===== Extracted data =====

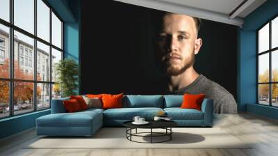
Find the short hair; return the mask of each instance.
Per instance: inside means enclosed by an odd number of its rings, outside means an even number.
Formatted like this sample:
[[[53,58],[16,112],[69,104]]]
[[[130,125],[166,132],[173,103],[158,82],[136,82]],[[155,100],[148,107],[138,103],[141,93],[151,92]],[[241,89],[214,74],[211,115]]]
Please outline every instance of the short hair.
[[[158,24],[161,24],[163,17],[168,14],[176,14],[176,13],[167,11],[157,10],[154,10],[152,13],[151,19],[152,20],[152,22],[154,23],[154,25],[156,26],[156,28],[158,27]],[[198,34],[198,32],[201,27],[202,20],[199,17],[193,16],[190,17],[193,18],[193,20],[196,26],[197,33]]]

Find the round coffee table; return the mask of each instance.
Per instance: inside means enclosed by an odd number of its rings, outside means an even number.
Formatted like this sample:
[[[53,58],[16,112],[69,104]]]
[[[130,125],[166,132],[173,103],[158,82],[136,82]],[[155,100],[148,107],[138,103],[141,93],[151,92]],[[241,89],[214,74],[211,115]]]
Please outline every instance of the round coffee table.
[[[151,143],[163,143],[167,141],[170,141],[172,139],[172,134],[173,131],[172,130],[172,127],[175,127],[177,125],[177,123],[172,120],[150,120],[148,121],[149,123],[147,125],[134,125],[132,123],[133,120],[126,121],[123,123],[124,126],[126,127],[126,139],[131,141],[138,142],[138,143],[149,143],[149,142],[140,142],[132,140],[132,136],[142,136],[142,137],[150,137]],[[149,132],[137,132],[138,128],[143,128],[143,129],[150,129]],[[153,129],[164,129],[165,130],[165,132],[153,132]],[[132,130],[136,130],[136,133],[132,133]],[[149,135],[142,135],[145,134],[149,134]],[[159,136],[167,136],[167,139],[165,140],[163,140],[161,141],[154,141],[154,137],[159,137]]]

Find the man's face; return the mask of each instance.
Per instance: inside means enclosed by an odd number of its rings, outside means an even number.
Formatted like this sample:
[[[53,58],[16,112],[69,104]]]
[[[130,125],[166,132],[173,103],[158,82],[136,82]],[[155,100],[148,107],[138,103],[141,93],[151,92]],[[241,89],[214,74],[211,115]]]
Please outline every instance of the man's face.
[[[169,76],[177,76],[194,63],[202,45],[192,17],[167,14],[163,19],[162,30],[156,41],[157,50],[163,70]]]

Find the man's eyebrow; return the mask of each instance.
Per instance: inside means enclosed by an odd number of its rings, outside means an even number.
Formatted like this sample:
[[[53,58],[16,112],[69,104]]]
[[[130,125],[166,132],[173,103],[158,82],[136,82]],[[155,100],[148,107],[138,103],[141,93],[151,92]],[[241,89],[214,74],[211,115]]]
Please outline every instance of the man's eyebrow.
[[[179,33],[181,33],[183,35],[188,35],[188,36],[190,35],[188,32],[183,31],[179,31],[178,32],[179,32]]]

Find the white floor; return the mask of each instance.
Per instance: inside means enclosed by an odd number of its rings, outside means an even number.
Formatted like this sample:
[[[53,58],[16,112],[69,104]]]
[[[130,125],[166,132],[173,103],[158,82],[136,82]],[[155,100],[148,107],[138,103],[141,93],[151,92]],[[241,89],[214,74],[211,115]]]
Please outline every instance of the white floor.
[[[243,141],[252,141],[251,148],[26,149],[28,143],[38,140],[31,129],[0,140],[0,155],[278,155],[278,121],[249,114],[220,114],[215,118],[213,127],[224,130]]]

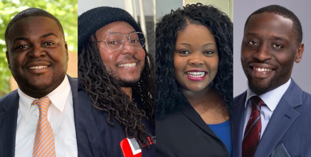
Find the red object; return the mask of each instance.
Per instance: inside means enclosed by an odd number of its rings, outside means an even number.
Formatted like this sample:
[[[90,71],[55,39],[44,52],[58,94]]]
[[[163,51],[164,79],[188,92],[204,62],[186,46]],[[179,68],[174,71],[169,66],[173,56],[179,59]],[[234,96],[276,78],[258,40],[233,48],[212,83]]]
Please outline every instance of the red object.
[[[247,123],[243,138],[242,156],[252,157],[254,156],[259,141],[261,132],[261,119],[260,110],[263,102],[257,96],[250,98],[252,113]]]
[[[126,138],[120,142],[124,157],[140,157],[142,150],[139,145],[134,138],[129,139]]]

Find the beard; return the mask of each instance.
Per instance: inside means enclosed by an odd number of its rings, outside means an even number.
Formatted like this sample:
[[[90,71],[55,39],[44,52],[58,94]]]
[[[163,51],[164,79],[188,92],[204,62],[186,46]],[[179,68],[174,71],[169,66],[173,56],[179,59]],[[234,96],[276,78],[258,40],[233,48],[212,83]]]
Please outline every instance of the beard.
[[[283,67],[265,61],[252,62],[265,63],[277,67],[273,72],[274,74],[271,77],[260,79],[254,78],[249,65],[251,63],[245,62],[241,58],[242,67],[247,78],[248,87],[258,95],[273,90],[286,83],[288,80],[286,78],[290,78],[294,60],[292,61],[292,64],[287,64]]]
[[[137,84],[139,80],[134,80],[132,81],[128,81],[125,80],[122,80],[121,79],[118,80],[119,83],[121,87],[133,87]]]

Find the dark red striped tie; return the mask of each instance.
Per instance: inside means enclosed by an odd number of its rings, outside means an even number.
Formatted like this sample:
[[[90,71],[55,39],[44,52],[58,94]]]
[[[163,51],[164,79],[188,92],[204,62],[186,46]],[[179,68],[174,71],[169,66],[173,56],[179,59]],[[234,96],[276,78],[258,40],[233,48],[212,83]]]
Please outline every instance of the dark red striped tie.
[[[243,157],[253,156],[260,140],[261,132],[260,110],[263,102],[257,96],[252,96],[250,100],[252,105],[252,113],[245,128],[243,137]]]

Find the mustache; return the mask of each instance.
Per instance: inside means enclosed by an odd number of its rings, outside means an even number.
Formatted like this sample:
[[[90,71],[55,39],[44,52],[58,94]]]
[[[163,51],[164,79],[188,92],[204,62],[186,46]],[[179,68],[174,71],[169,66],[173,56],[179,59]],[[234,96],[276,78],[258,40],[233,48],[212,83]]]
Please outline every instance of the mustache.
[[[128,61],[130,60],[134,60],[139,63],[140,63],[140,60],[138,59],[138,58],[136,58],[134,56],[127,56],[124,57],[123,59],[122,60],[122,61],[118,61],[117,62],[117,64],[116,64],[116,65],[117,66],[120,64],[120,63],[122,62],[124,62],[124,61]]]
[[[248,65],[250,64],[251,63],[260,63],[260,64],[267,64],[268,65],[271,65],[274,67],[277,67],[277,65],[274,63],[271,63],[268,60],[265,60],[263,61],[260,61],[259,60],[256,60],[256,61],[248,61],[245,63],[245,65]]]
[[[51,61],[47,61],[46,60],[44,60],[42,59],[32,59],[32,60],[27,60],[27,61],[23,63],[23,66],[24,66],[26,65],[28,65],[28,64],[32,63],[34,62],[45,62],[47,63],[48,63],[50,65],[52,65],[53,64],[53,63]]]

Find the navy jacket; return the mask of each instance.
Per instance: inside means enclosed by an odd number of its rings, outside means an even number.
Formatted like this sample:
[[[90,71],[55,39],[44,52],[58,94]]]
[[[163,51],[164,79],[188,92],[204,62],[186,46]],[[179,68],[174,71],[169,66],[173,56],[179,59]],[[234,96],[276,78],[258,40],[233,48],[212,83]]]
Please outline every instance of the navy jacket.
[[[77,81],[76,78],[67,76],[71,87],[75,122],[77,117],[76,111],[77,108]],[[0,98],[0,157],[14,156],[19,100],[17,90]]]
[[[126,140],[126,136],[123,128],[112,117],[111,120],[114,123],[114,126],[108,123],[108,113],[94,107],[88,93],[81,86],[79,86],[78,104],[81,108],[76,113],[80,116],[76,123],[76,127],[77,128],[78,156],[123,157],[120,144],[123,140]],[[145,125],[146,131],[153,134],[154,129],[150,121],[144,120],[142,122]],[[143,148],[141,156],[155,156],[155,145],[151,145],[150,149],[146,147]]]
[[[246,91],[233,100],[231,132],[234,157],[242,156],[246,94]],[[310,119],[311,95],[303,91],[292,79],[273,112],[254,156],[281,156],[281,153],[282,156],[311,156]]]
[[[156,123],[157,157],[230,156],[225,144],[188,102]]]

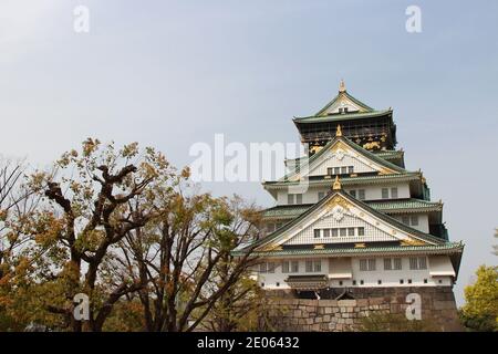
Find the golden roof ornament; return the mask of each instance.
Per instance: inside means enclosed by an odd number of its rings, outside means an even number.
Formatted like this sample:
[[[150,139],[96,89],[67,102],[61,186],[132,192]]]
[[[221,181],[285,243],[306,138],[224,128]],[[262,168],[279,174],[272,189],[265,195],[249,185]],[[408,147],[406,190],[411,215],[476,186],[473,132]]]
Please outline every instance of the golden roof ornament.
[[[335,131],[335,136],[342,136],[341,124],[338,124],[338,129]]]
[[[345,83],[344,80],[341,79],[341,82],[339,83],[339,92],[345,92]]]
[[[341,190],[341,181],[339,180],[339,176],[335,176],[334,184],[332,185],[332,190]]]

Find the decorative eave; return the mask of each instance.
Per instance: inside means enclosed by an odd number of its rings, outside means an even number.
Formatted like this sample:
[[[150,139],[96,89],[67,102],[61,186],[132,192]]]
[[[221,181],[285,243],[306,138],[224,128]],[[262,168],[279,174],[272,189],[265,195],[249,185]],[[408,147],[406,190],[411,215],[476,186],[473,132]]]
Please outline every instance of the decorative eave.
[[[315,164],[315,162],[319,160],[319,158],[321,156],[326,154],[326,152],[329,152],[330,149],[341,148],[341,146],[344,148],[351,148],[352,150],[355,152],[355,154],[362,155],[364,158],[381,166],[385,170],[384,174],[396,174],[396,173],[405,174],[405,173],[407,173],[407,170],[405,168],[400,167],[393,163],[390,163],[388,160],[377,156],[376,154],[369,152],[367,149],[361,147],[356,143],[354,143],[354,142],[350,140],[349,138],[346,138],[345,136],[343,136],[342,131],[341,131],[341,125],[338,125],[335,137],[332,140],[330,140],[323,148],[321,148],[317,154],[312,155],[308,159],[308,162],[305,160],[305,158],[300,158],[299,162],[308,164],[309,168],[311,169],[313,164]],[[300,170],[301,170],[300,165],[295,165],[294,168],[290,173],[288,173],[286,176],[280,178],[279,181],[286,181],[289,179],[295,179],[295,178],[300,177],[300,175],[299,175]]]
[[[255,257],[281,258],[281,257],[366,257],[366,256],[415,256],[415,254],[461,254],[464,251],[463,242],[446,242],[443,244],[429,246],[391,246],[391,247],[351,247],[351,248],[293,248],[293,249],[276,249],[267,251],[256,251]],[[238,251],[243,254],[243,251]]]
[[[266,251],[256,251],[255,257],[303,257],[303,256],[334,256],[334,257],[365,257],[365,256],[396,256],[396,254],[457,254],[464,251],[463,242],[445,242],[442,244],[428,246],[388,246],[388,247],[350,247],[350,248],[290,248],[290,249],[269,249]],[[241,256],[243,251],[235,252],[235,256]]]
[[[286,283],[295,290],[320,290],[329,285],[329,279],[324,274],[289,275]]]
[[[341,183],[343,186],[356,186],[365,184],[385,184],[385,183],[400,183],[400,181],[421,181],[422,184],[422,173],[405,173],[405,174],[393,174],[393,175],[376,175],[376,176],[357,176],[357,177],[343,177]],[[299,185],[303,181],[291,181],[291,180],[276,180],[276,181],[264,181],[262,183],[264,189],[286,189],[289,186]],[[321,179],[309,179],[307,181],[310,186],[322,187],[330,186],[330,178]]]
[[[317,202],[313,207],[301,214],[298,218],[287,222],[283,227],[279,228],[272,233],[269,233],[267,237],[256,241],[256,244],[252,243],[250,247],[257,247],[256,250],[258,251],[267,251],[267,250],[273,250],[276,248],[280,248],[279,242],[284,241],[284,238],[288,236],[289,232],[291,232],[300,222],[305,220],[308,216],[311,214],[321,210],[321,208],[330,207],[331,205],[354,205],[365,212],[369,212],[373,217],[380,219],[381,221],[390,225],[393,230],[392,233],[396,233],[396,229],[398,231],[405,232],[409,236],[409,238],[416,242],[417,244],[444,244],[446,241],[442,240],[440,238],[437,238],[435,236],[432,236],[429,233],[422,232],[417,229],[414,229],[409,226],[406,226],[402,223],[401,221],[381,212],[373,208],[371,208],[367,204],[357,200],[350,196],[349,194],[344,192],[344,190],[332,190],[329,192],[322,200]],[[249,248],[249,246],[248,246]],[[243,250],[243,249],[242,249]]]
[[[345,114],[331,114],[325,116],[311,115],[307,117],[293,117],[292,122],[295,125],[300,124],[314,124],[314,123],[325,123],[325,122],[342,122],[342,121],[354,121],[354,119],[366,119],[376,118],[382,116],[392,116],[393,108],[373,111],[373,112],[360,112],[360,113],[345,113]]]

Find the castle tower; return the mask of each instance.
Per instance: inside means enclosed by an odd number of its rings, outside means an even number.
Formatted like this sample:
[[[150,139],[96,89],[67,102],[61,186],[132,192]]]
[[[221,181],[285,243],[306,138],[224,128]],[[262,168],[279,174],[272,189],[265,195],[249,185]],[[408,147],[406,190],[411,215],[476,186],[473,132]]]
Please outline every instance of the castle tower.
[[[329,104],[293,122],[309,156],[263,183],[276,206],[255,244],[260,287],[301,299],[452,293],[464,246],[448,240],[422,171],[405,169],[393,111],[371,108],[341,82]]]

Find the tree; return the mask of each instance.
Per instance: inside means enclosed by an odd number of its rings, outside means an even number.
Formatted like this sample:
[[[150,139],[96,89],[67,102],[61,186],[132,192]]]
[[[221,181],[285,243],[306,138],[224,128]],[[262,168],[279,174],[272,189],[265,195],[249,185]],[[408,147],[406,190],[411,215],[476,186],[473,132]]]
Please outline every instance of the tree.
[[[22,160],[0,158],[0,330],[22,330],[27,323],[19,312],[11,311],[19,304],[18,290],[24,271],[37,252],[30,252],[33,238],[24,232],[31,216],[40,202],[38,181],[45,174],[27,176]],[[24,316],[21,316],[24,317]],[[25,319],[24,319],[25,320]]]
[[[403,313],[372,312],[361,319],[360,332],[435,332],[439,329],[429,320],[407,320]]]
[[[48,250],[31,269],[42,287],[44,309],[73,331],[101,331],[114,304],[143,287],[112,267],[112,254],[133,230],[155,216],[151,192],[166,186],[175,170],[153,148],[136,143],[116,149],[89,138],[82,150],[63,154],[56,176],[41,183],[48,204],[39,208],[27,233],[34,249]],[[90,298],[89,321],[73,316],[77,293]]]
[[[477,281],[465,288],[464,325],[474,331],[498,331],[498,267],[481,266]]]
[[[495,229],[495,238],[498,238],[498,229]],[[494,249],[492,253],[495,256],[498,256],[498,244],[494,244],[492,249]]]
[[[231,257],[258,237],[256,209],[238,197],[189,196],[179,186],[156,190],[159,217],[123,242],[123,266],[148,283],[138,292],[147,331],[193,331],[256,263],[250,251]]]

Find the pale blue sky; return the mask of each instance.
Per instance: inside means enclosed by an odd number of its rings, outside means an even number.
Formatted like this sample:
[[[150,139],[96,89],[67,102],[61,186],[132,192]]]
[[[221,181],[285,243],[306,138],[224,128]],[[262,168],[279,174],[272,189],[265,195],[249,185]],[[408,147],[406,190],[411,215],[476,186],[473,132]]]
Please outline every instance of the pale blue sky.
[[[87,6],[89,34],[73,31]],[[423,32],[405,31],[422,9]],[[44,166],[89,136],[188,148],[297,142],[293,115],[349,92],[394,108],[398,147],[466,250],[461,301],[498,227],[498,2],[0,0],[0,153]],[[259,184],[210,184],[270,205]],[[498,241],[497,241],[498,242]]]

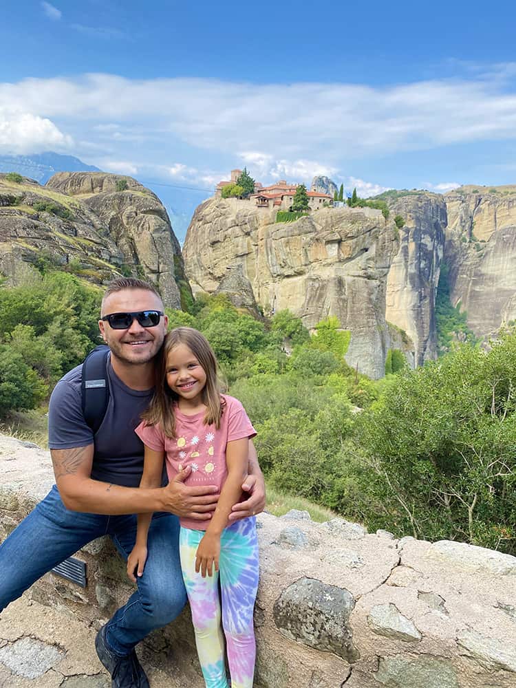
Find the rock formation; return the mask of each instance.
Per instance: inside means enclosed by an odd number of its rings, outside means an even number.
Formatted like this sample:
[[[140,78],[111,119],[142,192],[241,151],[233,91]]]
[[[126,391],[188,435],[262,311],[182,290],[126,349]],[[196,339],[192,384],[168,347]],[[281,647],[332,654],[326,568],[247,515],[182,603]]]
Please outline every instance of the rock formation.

=====

● **Task description**: Please rewrite the rows from the line with "Find the white" up to and including the line with "Please outline every instance of the white", swapping "white floor" for "gray floor" and keeping everything else the same.

● **Correct answer**:
Find the gray floor; return the mask of each instance.
Per instance: inside means enclosed by an odd number of its rings, outside means an even number.
Formatted like this sample:
[[[53,58],[16,112],[69,104]]]
[[[130,125],[166,132],[173,103],[158,82],[136,82]],[[155,100],[148,107],[138,103],[141,93],[151,92]],[[241,89],[214,74],[211,115]]]
Please outline every instance of the gray floor.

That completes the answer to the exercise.